### [Dataset]
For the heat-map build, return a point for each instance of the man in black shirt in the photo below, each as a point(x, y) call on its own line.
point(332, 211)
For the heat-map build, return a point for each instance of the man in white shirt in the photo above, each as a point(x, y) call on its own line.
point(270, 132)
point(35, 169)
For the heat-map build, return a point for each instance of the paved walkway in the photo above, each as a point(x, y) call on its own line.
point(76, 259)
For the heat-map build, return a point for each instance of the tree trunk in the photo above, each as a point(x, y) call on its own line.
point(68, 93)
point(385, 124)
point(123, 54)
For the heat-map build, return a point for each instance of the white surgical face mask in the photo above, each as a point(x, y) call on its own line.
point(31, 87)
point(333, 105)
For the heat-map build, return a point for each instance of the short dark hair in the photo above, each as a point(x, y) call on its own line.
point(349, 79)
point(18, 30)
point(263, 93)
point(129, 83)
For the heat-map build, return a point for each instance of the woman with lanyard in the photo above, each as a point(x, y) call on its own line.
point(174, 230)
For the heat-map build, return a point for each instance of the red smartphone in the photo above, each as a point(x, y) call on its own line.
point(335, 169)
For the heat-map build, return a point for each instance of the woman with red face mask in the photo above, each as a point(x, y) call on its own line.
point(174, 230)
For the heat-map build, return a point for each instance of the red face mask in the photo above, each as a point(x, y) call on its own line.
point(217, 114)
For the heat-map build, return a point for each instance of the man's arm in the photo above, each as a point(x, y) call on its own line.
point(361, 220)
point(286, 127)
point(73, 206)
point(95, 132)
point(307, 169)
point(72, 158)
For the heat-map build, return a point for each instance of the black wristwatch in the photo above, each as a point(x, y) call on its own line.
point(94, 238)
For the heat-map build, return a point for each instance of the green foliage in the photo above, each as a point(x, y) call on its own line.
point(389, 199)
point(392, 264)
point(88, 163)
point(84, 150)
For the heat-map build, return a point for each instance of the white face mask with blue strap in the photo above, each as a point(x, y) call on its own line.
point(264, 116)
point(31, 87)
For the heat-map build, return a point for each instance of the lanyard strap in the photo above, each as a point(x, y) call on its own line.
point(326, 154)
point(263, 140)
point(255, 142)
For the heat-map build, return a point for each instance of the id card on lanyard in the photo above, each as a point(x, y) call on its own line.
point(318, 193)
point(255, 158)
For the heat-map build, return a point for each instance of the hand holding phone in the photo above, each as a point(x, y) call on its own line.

### [Directions]
Your task is to output the full set of records exactly as presented.

### [Solution]
For the heat-map build, return a point for each instance of the man in black shirt in the photo below, each as a point(x, y) call on its own line.
point(332, 211)
For the heat-map build, return a point for each instance of the man in white shirt in the photo above, each as a point(x, y) call on its own line.
point(270, 132)
point(35, 169)
For the heat-map build, return a point for each instance of the paved walkway in the photo above, each as a point(x, y) call on its own line.
point(76, 259)
For the heat-map build, return a point for each instance of the tree trunk in the photo above, each as a point(x, y) call on its own line.
point(68, 93)
point(385, 124)
point(123, 54)
For the heat-map build, return a point for each instance of the white surgical face mask in the photo above, each as a point(x, y) call on its own line.
point(31, 87)
point(333, 105)
For the heat-map build, return a point for each instance of the short dark hair in the photo above, each as a point(x, y) call on its own line.
point(349, 79)
point(18, 30)
point(263, 93)
point(129, 83)
For the heat-map build, return a point for each instance of the woman with lanyard in the photo above, each as a point(x, y) call on its own line.
point(174, 230)
For the heat-map build, return a point for each instance of the red smartphone in the photo above, each as a point(x, y) call on its own line.
point(335, 169)
For the heat-map build, return a point for each instance of the woman with red face mask in the photo above, each as a point(x, y) call on its own line.
point(174, 230)
For the heat-map build, return a point for each instance of the red face mask in the photo above, each as a point(x, y) call on its own line.
point(217, 114)
For the heat-map build, return a point for each instance of the man's arm in the photo above, each as a point(x, y) call on its own line.
point(361, 220)
point(286, 127)
point(73, 206)
point(95, 132)
point(307, 169)
point(72, 158)
For the heat-map build, return a point for each instance of the black wristwatch in the photo above, each as a point(x, y) call on its own line.
point(94, 238)
For the heat-map build, return a point for each instance of the green foliage in the photo above, each as a point(x, y) call on its own line.
point(389, 199)
point(392, 264)
point(88, 163)
point(84, 150)
For the heat-map build, return a point for each instance of the white face mask with blue strap in the photo above, each as a point(x, y) call on its own line.
point(264, 116)
point(31, 87)
For the heat-map build, return a point for each instance of the lanyard strap in the photo above, each as a point(x, y) call on its own line.
point(326, 154)
point(263, 140)
point(255, 142)
For the heat-map build, return a point for each instance of the id card on lanyard in the photo above, each as a point(x, y) call on its own line.
point(318, 193)
point(255, 158)
For the heat-map build, return a point for each instance of the hand holding phone in the photo above, each as a point(x, y) call on its own line.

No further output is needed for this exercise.